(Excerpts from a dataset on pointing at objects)
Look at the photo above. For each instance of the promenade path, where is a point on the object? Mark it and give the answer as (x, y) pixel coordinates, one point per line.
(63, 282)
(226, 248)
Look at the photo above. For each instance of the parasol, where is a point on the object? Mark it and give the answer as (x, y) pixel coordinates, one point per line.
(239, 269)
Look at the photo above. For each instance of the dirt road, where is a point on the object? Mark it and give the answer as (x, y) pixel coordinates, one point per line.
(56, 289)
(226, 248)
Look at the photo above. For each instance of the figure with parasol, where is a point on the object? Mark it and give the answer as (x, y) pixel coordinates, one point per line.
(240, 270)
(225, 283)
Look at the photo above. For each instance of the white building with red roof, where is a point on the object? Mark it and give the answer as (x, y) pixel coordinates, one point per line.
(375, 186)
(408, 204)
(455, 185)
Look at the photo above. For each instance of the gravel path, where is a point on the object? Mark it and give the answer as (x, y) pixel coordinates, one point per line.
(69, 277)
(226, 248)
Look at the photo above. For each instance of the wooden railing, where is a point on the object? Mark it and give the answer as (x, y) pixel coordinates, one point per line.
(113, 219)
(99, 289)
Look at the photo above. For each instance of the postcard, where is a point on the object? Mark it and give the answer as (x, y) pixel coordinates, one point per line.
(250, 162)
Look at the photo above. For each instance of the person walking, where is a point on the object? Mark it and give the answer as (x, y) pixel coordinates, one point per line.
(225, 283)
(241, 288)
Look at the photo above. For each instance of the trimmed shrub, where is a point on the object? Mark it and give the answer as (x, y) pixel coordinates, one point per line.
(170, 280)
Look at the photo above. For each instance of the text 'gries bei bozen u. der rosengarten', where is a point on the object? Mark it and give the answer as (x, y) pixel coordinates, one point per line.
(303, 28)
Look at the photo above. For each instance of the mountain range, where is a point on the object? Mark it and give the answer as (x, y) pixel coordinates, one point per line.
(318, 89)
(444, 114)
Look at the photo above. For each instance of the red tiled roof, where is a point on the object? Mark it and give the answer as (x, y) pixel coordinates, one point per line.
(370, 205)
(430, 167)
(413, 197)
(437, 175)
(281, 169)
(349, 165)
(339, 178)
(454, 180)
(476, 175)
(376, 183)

**Goal**:
Please quote every line of the listing above verbatim.

**Exercise solution**:
Look at the photo above. For each instance of the promenade path, where is a point on the object? Mark it and give the answer as (x, y) pixel coordinates, one point per line.
(63, 282)
(226, 248)
Look at the photo above. For each instance of the parasol, where is a point on the object? Mark it and give the answer as (x, y) pixel coordinates, one point per line.
(239, 269)
Look at the photo above. For each instance of the dirt road, where is a point on the object? Mark it and give the answer as (x, y) pixel coordinates, one point per line.
(56, 289)
(226, 248)
Look at the photo above. For each instance of the figure with parasol, where is a point on the object? Mark it and give the answer as (x, y) pixel coordinates, one point per line.
(240, 270)
(225, 283)
Look at the photo above. For each instance of the white building with red roof, where is a point on the object? Mark it and give the answer as (x, y) pixel coordinates, one point per line.
(375, 186)
(408, 204)
(455, 185)
Look at the photo above. For each instance of the gravel path, where is a point on the object? Mark it and give the answer as (x, y) pixel coordinates, one point per line.
(69, 277)
(226, 248)
Look at the photo above. For each instance of the wooden railing, where is a point on the object? Mark it and give the answer as (x, y) pixel coordinates, one point per line.
(113, 219)
(99, 289)
Look at the photo above. For each instance of the postcard, where is a point on the object? Mark it and give the answer as (x, y) pixel coordinates, one point per line.
(250, 162)
Look at the photo above. For each instance of the person walking, where is a point on the object? Mark it and give the answer as (x, y) pixel coordinates, one point per line.
(225, 283)
(241, 288)
Look at the photo above. For each instance of the trimmed shrub, where is a point on the object? Mark it and give the answer as (x, y) pixel coordinates, one point per line.
(170, 280)
Look at the photo above. For each instance of the text 'gries bei bozen u. der rosengarten', where is a point on the object? Mark it and give the answer as (x, y) pixel coordinates, one point per line.
(303, 28)
Look at the photo above. For each instance of the mountain range, where is a point on the object? Mark it and give the answer as (x, y) pixel coordinates, one point per line.
(318, 89)
(444, 114)
Look at the photo above. For each instance of the red tiled roof, where is a point on the object? Mark it and give the answer as (x, y) pixel coordinates, one point per line.
(370, 205)
(430, 167)
(413, 197)
(437, 175)
(281, 169)
(349, 165)
(339, 178)
(454, 180)
(476, 175)
(376, 183)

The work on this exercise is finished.